WRITTEN TASK: Set down exactly the lines from the one containing "In this picture, where can the closed" through the end of the records below, both included, and nothing else.

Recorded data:
┌────────

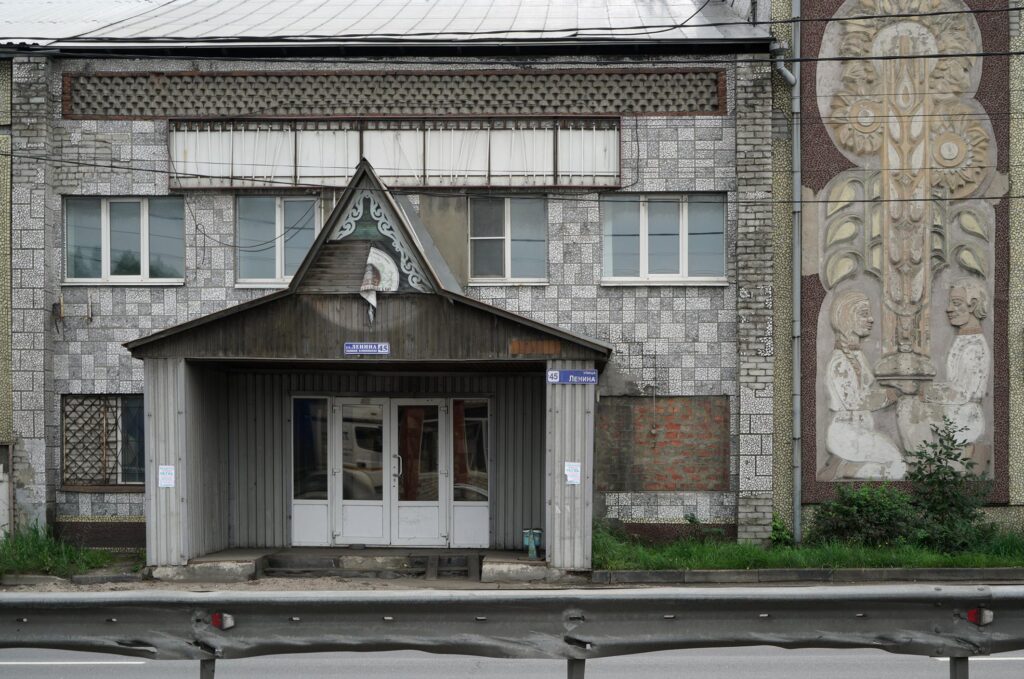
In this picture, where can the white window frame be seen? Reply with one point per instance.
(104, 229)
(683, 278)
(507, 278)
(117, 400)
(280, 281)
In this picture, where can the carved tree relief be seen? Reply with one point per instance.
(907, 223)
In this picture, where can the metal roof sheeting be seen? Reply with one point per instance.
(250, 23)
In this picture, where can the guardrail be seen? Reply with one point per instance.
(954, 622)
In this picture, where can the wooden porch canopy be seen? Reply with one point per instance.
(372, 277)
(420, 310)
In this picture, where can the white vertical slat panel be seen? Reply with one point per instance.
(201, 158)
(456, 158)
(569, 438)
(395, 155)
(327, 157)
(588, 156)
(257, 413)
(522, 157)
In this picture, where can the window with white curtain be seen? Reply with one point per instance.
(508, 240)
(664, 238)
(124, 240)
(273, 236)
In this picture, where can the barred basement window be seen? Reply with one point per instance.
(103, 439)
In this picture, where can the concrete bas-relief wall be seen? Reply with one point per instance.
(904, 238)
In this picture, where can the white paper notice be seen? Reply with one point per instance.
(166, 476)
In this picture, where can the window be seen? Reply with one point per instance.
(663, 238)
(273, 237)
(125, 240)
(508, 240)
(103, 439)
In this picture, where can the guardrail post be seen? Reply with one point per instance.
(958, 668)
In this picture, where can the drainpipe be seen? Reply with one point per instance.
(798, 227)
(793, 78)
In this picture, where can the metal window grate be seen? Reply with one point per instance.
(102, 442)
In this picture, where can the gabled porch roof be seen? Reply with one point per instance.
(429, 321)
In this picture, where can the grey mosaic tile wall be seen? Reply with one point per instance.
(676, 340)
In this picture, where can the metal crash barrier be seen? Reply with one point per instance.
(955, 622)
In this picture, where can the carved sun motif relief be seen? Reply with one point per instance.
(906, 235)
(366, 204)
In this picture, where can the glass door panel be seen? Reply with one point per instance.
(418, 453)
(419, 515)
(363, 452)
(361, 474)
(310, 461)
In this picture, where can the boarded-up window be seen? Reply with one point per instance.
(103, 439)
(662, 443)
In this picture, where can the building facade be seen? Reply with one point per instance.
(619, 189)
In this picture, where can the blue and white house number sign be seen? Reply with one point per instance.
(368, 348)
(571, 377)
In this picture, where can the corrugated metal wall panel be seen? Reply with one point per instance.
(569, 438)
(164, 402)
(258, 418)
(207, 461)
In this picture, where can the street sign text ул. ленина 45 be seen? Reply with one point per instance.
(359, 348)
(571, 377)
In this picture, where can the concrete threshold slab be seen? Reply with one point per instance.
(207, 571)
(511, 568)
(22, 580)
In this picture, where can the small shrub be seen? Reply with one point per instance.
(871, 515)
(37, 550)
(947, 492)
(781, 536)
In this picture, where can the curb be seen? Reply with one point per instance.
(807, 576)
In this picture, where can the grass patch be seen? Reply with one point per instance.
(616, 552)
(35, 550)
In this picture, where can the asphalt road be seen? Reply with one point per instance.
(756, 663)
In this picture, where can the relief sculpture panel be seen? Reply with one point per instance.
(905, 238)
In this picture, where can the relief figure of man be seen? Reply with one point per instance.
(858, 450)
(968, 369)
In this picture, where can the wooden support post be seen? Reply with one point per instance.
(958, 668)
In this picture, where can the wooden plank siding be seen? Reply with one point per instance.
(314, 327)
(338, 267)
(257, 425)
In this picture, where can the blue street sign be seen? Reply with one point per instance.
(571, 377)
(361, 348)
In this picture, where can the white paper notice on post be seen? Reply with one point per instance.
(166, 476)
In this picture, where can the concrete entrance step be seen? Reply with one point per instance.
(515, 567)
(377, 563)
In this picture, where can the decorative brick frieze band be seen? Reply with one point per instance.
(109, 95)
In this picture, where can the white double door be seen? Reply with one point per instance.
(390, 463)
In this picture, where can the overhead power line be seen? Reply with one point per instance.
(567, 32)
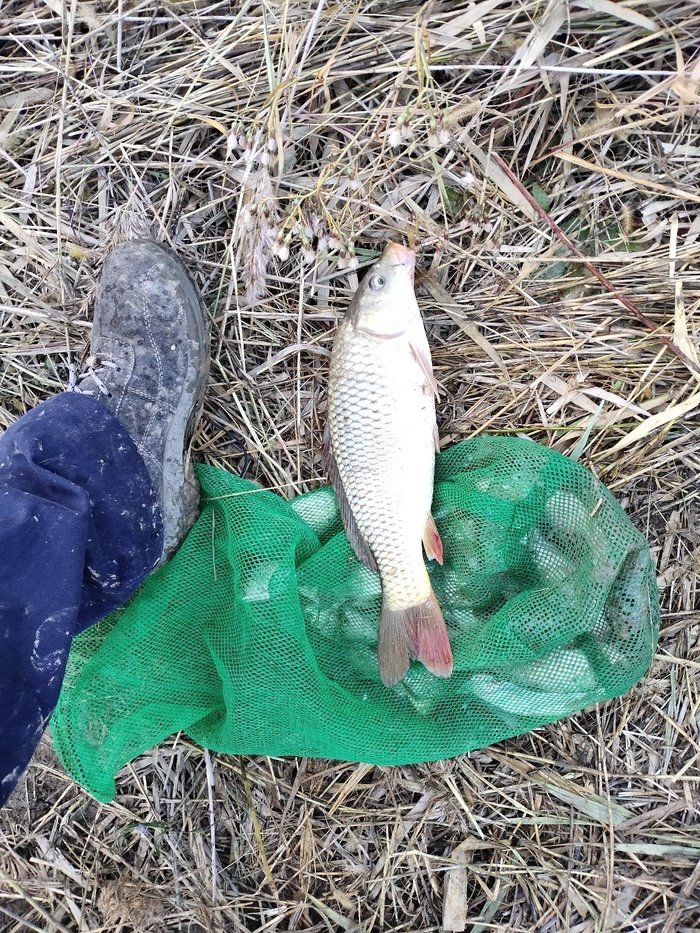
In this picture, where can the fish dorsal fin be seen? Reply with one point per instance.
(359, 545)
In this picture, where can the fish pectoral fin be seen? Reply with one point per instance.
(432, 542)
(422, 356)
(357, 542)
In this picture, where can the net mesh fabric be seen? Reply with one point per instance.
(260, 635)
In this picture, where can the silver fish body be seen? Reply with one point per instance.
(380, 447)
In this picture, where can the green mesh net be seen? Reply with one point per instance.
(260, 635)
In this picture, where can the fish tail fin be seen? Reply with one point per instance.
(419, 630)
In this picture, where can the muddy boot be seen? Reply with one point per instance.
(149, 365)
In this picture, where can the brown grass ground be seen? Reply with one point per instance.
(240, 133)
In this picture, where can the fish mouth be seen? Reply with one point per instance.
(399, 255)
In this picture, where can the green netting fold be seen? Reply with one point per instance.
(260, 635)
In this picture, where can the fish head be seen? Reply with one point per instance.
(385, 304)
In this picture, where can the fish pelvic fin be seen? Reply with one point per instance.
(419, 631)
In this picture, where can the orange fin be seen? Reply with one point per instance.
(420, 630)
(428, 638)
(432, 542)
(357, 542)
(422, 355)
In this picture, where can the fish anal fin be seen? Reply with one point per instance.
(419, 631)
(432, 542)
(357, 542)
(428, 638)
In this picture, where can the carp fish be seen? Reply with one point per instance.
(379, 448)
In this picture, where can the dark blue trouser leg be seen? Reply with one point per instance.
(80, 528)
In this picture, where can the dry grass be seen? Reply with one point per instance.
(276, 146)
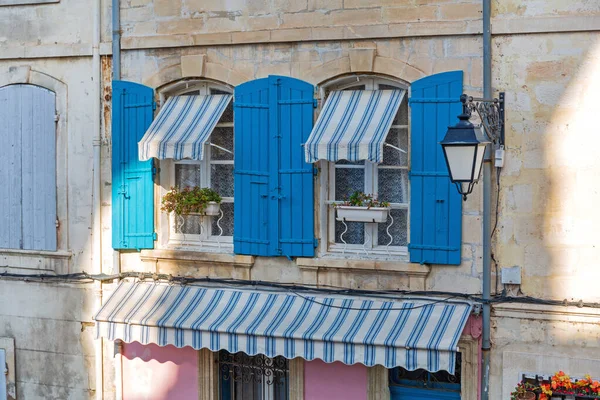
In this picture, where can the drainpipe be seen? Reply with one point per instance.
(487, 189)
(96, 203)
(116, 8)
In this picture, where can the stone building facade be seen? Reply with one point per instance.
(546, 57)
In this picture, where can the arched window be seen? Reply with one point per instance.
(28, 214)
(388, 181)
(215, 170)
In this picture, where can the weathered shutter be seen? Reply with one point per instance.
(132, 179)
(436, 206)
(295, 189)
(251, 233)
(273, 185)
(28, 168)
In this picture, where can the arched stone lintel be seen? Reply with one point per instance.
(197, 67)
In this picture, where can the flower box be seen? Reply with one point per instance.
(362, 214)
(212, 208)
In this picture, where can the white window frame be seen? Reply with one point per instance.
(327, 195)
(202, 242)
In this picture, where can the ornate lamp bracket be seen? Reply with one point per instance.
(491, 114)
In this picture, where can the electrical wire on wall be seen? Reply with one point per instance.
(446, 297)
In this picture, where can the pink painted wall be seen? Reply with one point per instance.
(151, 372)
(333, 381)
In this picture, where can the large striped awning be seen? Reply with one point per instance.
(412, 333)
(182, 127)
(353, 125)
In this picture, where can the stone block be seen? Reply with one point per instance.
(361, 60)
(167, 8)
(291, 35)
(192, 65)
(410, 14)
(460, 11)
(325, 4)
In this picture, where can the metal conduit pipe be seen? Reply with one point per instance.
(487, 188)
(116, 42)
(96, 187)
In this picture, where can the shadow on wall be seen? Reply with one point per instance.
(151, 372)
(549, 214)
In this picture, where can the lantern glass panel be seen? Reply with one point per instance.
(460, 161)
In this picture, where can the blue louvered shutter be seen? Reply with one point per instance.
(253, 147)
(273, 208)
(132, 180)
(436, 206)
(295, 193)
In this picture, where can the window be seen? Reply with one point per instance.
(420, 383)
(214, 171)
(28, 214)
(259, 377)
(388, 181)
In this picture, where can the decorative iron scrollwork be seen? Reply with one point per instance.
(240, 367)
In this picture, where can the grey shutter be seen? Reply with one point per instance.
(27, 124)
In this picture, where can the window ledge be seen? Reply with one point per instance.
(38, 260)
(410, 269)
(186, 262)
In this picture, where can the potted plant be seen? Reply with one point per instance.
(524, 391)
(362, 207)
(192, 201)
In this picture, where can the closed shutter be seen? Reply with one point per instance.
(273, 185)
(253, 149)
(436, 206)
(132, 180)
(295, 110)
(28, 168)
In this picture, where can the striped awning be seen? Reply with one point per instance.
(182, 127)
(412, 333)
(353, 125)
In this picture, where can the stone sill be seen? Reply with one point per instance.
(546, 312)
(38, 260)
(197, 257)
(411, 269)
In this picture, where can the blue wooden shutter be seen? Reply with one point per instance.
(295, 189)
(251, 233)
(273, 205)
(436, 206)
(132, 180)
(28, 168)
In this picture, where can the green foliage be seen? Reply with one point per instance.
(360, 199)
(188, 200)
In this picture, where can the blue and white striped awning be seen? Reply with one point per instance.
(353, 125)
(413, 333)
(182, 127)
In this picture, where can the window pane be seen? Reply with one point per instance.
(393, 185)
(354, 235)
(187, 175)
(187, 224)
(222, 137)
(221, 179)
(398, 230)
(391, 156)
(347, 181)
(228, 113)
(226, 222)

└────────

EXERCISE OUTPUT:
In this picture, where can the closed shutter be seen? Reply with one point per instance.
(273, 185)
(253, 149)
(436, 206)
(132, 180)
(295, 110)
(28, 168)
In this picture, where can the striped awning be seen? Reply with one point per instance.
(182, 127)
(412, 333)
(353, 125)
In this picture, where can the stone sill be seen? Reply with one point per instance.
(546, 312)
(38, 260)
(197, 257)
(411, 269)
In this picture, where can the blue wooden shutter be seen? Reply with one point per instance.
(295, 189)
(251, 233)
(273, 205)
(436, 206)
(132, 180)
(28, 168)
In this picture, where can the green foliage be seen? Reply with one point per instance.
(360, 199)
(188, 200)
In this picture, where can the blue and white striped awning be seen? Reply with one point per instance.
(353, 125)
(413, 333)
(182, 127)
In this picture, where can the window pane be seen? Reply with one point per instance.
(393, 185)
(354, 235)
(187, 175)
(187, 224)
(222, 137)
(221, 179)
(398, 230)
(391, 156)
(347, 181)
(228, 113)
(226, 222)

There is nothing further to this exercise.